## Goal A:
Find each line in the rows that follow containing the string "stem", and copy those lines out.

## Excerpted text:
* * *

On the other hand, we were able to turn the table against Khartoum politically. We were coming under diplomatic pressures at first, especially from our friends and the UN, but we succeeded in containing this and managed the diplomatic and political battle in a better way. You might be seeing now how the world dealt with our correct decision with a new spirit and you are going to see a new stand in the international community that will certainly be in our favor. This is the coup we have carried out. We have therefore achieved military, political, and diplomatic victories and the international community will see that Khartoum is against peace and prefers war.

[Asharq Al-Awsat] But Khartoum is saying it defeated you and forced you to withdraw?

[D’Agoot] As I said, Khartoum is deceiving. This is the imagination of the National Congress. The Sudanese army has become weak in the region.

[Asharq Al-Awsat] But the Sudanese army is superior to you with its air force. How can you defeat it?

[D’Agoot] Possession is one thing and competence is something else. It is true we do not have warplanes and that is not something difficult. We will possess an effective air force. But look at the Sudanese army. Its Air Force does not have capabilities and competence while we have developed our air defenses and brought down Sudanese Air Force aircraft in these battles.

[Asharq Al-Awsat] What is your response to Al-Bashir’s promise to bring down the government in Juba?

[D’Agoot] Al-Bashir was in a state of hysteria while dancing and his words are pitiful because he is lying to his people. Let me be clear with you. If Al-Bashir decides to fight a battle with us then that will be the biggest mistake for him and his army. We are not worried by his attack on our country. I think such a decision will spell the end for his regime and Sudan will collapse completely because the economic blockade on it will increase, its forces will be defeated, and its people will not follow it again in any war.

[Asharq Al-Awsat] Al-Bashir said your oil will not pass through his country’s territory even if you shared its revenues equally?

[D’Agoot] Al-Bashir and his state are the losers. He is talking as if our country does not have neighbors other than his country. You know that South Sudan has turned toward East Africa where it has better infrastructures than Sudan. His talk suggests isolation and lack of vision. The south will not be harmed by Khartoum’s decisions about oil even though we were eager to export it through the north, not out of love for the National Congress but because of the historic relations with the Sudanese people. We know that our relations with this people would become stronger if this government changed.

Sudan will lose a lot because of Al-Bashir government’s policies. We are the biggest market for the northern country which exports to us more than 100 commodities. Add to this the oil that reaches Port Sudan and the revenue it provides. All this now goes to Uganda and Kenya and the expertise is coming from there, even in education.

We are very interested in the relations with the country to the north because it is a thermometer of relations with the Middle East and North Africa. We do not want to sacrifice all this because we can go have contact with Sudan without the need for interpreters. But if this is Khartoum’s decision, then it is its affair.

[Asharq Al-Awsat] There are international pressures to return to the negotiating table. Are you ready for this?

* * *

## Entries:

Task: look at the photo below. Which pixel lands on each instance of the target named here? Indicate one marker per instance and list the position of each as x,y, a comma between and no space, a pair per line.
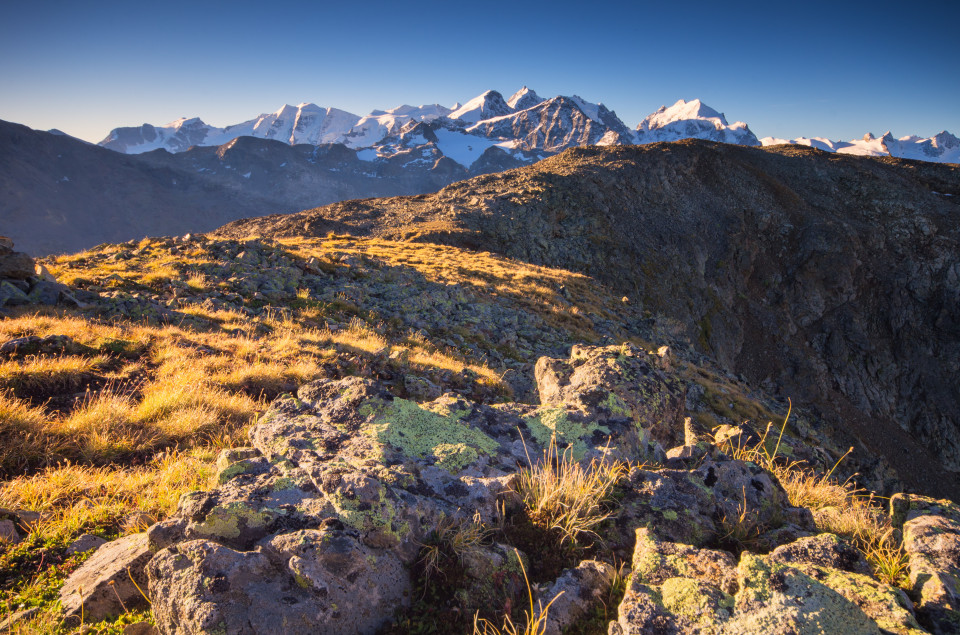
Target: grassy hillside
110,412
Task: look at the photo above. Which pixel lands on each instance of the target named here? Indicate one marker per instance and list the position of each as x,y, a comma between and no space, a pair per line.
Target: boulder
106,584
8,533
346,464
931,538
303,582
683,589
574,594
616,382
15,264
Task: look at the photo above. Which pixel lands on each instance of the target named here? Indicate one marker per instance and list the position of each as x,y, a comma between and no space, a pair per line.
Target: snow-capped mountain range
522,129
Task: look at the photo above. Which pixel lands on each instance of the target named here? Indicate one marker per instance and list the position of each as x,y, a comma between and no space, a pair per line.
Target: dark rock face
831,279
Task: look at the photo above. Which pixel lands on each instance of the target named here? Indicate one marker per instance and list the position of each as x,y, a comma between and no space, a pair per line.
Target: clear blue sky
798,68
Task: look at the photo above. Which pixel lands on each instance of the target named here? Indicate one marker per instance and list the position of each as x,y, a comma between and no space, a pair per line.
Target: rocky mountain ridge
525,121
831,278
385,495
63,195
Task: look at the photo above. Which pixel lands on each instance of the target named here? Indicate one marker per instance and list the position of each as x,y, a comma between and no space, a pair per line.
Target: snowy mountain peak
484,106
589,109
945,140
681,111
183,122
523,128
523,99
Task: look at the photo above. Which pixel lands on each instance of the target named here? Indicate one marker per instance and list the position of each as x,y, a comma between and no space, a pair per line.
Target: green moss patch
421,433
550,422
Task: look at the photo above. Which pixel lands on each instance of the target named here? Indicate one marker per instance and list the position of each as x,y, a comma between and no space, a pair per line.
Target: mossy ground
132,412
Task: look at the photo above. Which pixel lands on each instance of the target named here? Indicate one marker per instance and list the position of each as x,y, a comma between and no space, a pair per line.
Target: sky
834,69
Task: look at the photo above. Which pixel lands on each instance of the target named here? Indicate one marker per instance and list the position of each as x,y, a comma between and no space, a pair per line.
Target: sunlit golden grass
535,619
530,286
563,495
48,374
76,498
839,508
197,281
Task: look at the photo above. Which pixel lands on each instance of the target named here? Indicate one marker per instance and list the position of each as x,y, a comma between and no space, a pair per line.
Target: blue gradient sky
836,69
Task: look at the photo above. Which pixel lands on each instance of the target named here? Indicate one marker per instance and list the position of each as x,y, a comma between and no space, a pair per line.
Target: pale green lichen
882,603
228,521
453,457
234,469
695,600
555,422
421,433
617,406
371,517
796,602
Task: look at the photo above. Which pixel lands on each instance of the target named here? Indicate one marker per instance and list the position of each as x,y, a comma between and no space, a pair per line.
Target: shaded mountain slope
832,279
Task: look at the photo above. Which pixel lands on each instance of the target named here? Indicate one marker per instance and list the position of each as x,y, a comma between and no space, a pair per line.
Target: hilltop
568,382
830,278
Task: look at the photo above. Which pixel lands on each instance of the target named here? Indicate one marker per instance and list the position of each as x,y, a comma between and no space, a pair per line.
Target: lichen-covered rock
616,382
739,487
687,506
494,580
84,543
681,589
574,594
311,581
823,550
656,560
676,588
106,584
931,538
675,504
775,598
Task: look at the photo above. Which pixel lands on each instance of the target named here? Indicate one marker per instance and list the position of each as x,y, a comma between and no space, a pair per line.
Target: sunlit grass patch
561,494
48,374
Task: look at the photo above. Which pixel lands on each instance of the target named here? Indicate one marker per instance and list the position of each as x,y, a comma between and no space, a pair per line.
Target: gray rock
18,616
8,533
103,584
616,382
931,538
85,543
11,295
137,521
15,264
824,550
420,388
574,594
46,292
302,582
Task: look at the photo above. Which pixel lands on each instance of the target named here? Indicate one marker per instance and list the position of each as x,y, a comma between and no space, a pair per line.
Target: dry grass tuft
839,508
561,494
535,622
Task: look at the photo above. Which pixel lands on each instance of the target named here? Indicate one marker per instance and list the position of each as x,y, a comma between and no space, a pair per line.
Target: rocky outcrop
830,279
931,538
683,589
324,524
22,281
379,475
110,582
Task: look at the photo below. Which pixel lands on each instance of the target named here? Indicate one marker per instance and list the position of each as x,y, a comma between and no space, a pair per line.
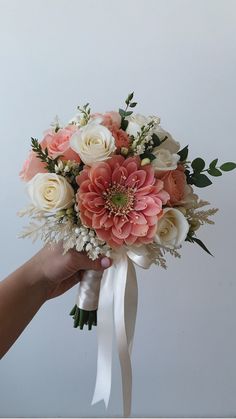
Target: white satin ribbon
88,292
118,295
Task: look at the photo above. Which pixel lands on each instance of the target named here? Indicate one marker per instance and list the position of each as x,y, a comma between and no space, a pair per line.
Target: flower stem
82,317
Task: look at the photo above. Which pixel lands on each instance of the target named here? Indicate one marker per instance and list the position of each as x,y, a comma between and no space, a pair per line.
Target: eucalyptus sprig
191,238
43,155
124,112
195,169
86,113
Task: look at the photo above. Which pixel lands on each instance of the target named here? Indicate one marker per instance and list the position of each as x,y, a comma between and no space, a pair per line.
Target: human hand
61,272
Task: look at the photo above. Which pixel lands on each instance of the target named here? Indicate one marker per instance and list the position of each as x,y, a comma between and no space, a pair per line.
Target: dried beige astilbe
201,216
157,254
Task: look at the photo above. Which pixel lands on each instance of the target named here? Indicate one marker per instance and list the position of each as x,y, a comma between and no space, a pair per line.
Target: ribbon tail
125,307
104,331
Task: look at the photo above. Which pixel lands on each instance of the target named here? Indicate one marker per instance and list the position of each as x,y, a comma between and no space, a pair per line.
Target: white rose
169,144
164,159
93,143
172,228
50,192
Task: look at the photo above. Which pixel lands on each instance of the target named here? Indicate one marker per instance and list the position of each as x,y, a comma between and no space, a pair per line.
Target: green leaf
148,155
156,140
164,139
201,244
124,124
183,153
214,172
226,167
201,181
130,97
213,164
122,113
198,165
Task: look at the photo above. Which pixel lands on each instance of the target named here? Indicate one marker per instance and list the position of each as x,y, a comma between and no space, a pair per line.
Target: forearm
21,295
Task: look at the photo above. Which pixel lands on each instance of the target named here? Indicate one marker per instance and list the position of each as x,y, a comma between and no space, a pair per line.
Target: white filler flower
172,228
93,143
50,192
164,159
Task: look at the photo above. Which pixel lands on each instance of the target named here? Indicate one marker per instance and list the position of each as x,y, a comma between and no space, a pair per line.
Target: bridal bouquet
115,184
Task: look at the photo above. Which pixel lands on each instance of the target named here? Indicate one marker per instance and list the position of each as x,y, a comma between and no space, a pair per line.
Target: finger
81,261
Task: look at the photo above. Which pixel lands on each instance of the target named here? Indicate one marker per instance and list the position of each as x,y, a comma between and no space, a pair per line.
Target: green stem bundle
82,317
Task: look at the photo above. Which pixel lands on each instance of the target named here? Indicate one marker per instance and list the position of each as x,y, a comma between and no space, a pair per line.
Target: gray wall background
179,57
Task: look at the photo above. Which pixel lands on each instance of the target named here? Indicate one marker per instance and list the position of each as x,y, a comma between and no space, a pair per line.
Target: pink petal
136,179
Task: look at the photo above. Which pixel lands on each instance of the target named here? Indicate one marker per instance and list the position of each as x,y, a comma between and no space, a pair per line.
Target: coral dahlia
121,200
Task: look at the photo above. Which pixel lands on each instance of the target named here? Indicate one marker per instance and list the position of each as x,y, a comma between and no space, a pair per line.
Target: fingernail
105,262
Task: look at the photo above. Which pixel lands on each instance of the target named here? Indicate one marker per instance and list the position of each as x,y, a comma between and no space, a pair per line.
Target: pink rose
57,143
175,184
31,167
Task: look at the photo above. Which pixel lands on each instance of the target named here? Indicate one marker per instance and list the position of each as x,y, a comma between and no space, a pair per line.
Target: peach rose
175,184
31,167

* * *

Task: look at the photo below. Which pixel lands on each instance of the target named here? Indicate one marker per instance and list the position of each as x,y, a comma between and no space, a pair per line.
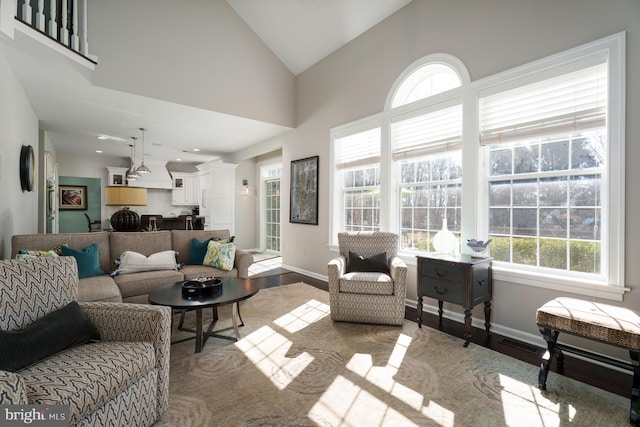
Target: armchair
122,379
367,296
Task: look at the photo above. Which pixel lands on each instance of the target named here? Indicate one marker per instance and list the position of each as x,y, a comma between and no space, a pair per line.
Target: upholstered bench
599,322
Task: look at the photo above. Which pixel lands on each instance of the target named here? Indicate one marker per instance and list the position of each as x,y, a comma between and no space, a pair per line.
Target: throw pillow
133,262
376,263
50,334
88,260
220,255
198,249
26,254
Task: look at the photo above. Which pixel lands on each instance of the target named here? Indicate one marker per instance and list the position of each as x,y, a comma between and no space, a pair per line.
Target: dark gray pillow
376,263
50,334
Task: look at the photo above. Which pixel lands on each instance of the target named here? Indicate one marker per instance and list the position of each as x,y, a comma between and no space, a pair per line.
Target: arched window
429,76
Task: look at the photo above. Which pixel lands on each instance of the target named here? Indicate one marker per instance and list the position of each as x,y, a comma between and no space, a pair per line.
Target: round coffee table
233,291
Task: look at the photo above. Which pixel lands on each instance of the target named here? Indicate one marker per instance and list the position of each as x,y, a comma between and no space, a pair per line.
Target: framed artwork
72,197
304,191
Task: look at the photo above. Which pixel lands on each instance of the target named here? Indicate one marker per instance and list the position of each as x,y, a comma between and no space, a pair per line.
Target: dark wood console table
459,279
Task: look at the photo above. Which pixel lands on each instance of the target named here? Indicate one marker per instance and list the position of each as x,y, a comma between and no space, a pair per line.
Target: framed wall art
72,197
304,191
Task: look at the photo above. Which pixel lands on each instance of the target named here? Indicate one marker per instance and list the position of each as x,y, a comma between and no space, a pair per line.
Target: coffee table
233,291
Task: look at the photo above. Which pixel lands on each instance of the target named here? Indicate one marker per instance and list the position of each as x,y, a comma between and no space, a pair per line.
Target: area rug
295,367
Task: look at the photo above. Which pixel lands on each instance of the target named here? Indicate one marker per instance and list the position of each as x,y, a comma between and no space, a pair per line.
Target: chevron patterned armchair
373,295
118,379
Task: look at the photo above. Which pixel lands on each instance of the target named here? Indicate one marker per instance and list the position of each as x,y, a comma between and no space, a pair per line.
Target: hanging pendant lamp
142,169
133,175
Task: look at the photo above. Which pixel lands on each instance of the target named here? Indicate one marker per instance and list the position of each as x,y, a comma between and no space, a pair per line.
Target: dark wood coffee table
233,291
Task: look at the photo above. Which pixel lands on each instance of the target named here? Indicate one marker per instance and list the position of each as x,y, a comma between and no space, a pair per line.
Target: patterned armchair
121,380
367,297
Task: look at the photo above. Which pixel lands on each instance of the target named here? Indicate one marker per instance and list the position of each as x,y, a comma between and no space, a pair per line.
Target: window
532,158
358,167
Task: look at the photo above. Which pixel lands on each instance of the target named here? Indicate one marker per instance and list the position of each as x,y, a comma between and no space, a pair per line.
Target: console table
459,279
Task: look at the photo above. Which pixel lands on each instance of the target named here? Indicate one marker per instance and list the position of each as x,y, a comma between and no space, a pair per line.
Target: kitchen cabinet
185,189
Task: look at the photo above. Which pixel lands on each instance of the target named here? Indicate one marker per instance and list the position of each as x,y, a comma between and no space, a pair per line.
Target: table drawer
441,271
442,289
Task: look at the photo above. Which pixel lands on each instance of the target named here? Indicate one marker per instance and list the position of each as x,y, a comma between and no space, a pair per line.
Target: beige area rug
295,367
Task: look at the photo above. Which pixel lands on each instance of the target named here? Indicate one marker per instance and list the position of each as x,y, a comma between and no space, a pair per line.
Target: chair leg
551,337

* * *

## Goal B:
Answer these questions using the interview excerpt.
(i) How many commodities does the speaker say the northern country exports to the south?
(ii) To which two countries does the speaker say this trade and revenue now go?
(iii) What does the speaker say the south has developed to counter the Sudanese Air Force?

## Final answer A:
Target: flower stem
Target: green stem bundle

## Final answer B:
(i) More than 100 commodities.
(ii) Uganda and Kenya.
(iii) Its air defenses.